_課題文_:
繋がる言葉にしか頼る事の出来なかったその時の精一杯のお願いを、御主人様は今もしっかりと覚えていて下さっていて。

答えの無い愛奴の訴えに、きちんと向き合って下さった事が嬉しくて堪らなかったのです。




それでも私の心は救われませんでした。
御主人様が私の想いをしっかり受け止めて下さった事はとても嬉しかったのですが、覚悟はしていたものの、御主人様を必要以上に困らせてしまった事。
何処まで行っても出口の無い私の闇。

全ては私の弱さだと解っていましたが、どんなに考えても息が苦しくて。
自分でも何をしたいのか全く判らなくなってしまったのです。




欲深い私。
御主人様が欲しい私。
御主人様を困らせたくない私。
従順でいたい私。

_提供資料_:

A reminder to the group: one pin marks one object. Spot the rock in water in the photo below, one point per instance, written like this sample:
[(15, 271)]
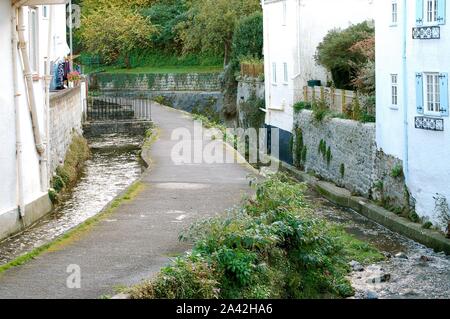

_記述課題_: 御主人様への想いをつづった文章の続きを、「従順でいたい私。」の後から書き進めてください。

_解答_:
沢山の私はそのどれもが本当で、そのどれもが相反している。
これは自分で解決しなければならない問題だ…。
そう想いながら、御主人様から頂いて来た言葉達を、過去へ過去へと遡って行きました。




とある掲示板での偶然の出逢いから始まった御主人様と私。
その遣り取りは常に言葉だけで、実際にお逢いするまでも、お互いの写真一枚を交換しただけ。
それ程に、画面に映し出される御主人様の御言葉は、私の心を確実に掴んで離さない物でした。

ですから私はその度に画面を保存し、何かある度にそれを見返すというのが恒例になっていて、どんな時でも御主人様の御言葉に助けられて来たのです。
ですからこの時も、その答えは私の携帯の中にしっかりと保存されていました。




「形式的なものにばかり目を向けていると、足元の大事なものが見えなくなる」

それもずっと以前に頂いた御言葉。
けれど私はやっぱりまだそこにいて。
変わる事のない御主人様の御心は、靄の中にいる私を一瞬で引き上げて下さったのです。

私…何も見えていなかった。
自分の心の苦しさに囚われ過ぎて、自分の事しか考えていなかった。
私にこんな言葉を投げ掛けられた御主人様は、一体どんなお気持ちになられたのだろう。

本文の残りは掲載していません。